# What is being asked
Recast the data below as a JSON array of strings, one string per line, omitting any blank lines.

╭─ Supplied entries

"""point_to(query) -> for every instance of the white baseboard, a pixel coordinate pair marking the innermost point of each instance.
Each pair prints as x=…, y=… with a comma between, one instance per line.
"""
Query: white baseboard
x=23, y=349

╰─

# Solution to this problem
[
  "\"\"\"point_to(query) -> for every instance of the white baseboard, a pixel coordinate pair marking the innermost point of each instance.",
  "Each pair prints as x=…, y=… with a comma between, one instance per line.",
  "\"\"\"",
  "Query: white baseboard",
  "x=23, y=349"
]